##### Exercise materials #####

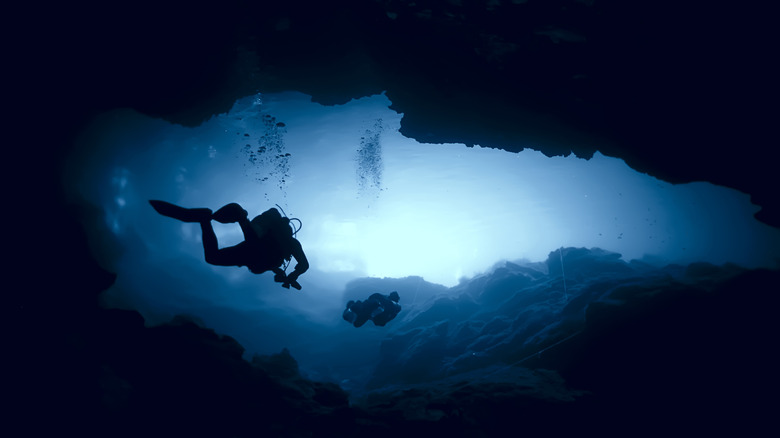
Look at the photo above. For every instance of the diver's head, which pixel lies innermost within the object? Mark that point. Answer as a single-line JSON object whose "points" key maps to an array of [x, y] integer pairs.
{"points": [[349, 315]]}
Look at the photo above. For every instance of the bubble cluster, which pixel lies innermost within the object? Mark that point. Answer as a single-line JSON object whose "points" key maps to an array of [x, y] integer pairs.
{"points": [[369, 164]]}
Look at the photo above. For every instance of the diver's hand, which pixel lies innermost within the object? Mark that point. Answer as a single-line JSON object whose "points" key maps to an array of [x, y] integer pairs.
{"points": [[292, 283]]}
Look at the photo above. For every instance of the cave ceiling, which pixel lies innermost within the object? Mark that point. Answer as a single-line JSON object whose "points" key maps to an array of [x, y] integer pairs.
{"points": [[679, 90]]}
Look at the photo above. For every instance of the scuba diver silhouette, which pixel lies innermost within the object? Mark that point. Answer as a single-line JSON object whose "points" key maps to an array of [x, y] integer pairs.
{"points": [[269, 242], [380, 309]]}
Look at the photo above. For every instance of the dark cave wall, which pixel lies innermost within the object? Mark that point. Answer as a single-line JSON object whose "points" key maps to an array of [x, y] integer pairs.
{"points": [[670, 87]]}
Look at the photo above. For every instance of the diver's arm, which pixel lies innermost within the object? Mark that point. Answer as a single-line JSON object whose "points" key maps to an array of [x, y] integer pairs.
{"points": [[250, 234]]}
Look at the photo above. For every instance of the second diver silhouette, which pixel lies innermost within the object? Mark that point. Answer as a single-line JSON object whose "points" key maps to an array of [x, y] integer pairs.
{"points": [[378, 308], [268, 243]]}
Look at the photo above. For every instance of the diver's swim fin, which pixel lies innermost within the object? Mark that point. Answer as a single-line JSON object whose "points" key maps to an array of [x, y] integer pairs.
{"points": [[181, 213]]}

#####
##### Exercise materials #####

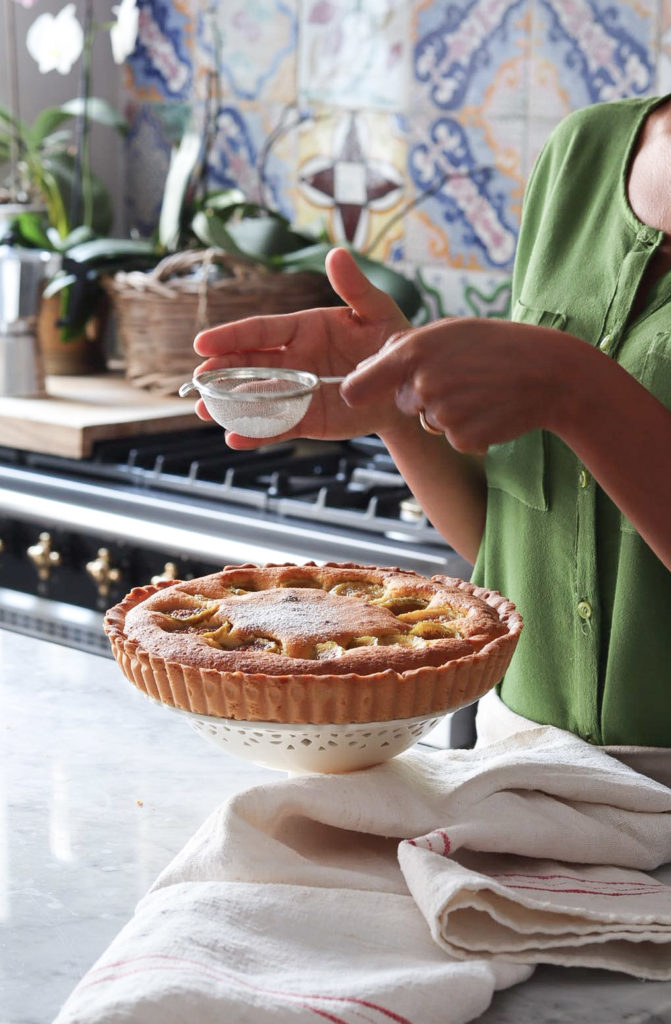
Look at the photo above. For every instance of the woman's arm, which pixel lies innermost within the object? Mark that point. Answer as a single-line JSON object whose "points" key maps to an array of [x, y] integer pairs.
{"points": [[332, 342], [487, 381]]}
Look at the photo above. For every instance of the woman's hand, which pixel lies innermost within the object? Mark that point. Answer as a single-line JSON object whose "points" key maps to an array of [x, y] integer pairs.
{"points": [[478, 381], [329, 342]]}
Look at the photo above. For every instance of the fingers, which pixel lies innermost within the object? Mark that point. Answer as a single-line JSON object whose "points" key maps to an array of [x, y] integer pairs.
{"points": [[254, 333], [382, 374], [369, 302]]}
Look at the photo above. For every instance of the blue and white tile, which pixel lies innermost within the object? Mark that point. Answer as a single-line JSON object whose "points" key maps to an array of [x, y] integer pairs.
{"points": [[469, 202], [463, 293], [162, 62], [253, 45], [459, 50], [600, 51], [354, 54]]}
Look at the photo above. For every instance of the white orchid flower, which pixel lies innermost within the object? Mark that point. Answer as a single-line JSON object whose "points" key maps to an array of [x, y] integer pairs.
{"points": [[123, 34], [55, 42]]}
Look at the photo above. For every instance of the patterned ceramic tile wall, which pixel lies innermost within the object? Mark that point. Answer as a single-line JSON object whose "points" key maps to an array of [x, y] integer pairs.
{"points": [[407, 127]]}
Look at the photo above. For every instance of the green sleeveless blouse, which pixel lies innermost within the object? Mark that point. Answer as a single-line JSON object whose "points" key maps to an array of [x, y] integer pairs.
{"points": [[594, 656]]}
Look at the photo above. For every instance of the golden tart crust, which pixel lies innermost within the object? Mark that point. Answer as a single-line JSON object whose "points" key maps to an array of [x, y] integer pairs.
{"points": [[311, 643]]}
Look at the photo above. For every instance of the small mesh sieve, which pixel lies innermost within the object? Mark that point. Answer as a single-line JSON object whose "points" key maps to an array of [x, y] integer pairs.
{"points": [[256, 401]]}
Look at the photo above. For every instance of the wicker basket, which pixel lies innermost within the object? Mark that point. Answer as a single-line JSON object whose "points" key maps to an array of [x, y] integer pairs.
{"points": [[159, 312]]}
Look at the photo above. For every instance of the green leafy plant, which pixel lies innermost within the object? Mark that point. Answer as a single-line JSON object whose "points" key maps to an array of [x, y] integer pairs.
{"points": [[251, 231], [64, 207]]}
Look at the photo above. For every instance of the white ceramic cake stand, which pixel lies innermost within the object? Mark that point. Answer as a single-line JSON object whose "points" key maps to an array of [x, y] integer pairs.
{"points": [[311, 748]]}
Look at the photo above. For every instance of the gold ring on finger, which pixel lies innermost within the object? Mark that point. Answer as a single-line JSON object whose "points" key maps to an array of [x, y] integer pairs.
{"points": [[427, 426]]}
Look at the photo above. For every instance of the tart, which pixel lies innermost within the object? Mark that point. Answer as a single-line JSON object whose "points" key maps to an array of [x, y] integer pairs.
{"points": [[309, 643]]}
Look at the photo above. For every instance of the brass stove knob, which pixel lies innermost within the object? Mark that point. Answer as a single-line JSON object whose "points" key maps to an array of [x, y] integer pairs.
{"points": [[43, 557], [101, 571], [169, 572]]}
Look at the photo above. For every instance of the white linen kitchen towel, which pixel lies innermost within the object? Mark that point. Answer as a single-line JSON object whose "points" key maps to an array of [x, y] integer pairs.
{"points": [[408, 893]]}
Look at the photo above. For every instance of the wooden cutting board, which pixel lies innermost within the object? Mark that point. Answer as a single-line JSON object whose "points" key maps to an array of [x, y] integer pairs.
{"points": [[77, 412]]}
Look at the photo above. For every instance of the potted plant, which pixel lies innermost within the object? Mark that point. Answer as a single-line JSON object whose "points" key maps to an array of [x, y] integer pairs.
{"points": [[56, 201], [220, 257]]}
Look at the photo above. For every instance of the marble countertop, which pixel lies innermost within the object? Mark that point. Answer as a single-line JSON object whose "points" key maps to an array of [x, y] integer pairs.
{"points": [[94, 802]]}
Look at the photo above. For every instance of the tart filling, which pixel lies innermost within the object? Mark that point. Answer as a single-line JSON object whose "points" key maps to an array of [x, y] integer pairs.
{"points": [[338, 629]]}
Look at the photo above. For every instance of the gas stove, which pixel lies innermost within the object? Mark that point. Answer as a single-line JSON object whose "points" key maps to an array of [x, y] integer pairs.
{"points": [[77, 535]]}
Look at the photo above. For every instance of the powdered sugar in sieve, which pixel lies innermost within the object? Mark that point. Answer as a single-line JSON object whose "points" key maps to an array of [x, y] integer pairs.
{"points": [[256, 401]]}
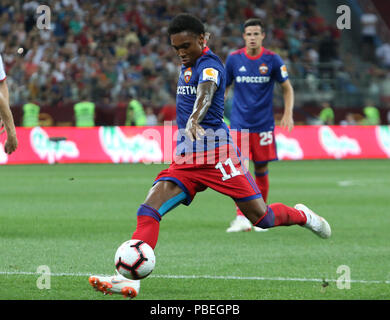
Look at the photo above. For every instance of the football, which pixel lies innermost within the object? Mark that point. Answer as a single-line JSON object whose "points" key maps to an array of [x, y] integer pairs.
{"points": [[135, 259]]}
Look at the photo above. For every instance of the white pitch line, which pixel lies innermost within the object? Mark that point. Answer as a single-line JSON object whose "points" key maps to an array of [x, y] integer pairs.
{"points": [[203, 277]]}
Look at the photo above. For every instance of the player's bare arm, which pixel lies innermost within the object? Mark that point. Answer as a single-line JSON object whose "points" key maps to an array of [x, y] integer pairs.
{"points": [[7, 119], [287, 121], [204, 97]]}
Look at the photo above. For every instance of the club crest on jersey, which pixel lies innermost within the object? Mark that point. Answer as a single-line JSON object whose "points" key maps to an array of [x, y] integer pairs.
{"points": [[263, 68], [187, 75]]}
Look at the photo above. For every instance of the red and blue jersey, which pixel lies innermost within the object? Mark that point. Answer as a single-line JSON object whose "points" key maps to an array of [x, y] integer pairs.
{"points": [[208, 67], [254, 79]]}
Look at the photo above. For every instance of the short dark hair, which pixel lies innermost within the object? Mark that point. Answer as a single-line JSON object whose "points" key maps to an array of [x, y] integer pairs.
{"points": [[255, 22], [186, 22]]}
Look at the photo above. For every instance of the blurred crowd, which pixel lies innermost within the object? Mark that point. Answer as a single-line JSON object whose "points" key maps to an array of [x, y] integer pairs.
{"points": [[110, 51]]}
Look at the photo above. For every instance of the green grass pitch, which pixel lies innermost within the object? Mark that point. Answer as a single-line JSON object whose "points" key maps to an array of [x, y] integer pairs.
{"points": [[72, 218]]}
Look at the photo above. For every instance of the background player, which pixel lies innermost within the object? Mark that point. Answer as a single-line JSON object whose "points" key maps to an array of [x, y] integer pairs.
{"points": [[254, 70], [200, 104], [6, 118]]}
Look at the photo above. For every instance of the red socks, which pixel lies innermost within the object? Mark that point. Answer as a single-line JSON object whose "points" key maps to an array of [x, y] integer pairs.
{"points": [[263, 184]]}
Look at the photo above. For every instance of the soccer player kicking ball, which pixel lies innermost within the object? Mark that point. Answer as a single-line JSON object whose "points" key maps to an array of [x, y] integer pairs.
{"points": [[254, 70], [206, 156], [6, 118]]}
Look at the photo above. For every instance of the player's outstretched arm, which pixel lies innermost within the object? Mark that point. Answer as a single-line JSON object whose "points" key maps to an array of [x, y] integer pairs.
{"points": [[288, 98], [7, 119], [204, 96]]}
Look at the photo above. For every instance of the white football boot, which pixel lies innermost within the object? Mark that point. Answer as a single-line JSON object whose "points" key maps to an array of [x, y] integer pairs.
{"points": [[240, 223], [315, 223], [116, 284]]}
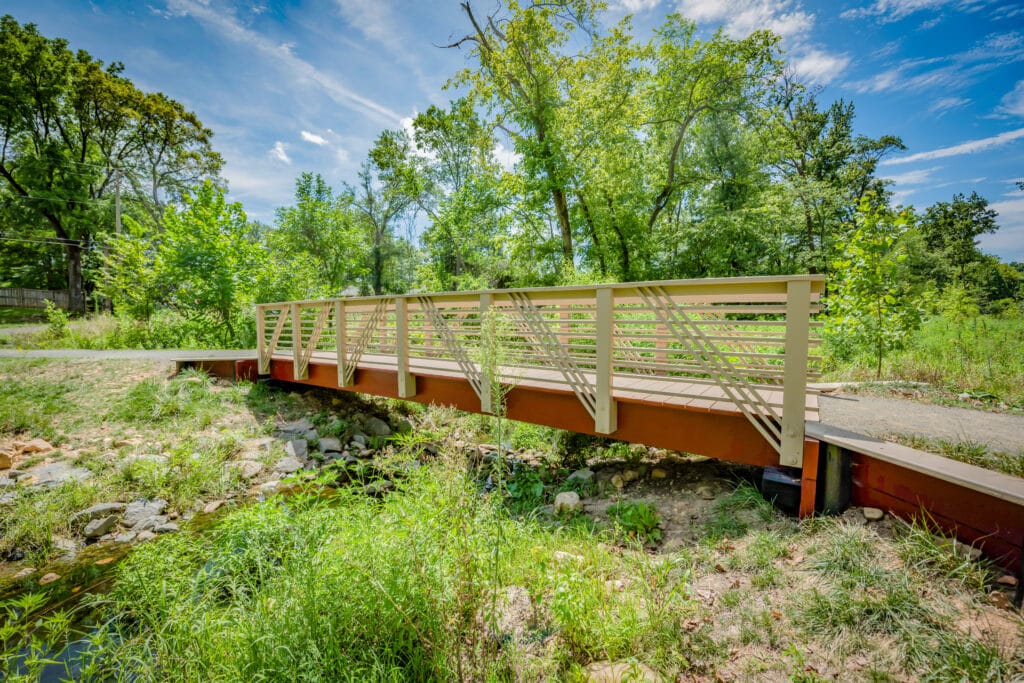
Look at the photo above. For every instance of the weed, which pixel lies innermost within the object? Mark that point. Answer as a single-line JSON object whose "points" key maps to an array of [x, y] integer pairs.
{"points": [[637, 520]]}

#####
##### Exercise materials #####

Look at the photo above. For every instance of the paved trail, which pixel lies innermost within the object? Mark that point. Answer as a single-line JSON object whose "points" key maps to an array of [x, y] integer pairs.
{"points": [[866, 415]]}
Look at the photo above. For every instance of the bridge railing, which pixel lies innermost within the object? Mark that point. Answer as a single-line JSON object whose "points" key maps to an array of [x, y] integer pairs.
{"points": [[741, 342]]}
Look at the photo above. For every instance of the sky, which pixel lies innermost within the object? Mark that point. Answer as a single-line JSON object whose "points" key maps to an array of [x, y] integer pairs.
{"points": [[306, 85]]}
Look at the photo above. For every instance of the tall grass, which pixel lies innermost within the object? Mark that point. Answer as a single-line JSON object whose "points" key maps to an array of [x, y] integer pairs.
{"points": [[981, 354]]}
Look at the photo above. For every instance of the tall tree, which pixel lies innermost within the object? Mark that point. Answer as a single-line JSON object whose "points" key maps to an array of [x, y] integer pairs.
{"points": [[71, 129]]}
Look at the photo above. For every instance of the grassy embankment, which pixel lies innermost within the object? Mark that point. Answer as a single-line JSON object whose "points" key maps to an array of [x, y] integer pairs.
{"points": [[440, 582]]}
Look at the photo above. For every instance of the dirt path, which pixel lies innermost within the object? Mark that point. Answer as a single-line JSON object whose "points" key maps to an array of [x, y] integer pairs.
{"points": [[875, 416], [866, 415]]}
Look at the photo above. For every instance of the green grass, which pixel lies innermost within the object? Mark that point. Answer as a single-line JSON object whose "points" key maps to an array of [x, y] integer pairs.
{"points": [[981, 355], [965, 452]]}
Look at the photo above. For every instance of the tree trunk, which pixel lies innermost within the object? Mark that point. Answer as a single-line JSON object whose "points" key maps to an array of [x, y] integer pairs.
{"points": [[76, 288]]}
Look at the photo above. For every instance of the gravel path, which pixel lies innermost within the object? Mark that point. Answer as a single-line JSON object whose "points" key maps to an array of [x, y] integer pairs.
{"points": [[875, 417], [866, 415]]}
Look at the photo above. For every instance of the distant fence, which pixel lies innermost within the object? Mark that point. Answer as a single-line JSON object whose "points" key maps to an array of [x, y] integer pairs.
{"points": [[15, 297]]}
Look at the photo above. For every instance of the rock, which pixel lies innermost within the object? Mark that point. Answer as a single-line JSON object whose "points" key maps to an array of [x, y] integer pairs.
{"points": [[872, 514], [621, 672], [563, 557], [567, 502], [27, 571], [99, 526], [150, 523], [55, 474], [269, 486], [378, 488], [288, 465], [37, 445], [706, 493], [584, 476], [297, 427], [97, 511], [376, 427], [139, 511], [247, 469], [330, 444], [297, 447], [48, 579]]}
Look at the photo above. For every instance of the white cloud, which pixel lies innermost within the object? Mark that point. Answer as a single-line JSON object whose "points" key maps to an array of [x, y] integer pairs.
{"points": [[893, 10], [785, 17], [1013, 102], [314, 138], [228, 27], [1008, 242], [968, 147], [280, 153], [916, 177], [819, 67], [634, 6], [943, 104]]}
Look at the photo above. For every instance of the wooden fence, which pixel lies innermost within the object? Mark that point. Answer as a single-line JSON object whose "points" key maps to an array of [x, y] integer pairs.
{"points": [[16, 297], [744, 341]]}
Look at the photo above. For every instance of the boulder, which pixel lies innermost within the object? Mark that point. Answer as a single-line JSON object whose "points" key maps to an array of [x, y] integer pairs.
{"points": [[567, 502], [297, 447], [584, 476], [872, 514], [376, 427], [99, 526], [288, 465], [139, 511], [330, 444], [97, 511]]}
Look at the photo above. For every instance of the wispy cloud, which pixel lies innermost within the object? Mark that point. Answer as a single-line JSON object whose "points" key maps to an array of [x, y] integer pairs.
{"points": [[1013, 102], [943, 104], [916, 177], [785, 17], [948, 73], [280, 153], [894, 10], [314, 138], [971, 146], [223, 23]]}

#####

— Given request —
Please show every line from the listing above that contains the string "path", copying each such line in full. Case counts.

— Exercise answer —
Look at the photo above. For every instance of the dirt path, which pixel lies innermost within the object? Mark that point. Answer as a single-line JSON object whose "points" key maps to an array of [x, y] integer pairs.
Look at the photo above. For every instance of the gravel path, which pixel lies innermost within the object? Mark that point. Answer as a single-line JSON object whose "points" key maps to an array of [x, y] integer pairs.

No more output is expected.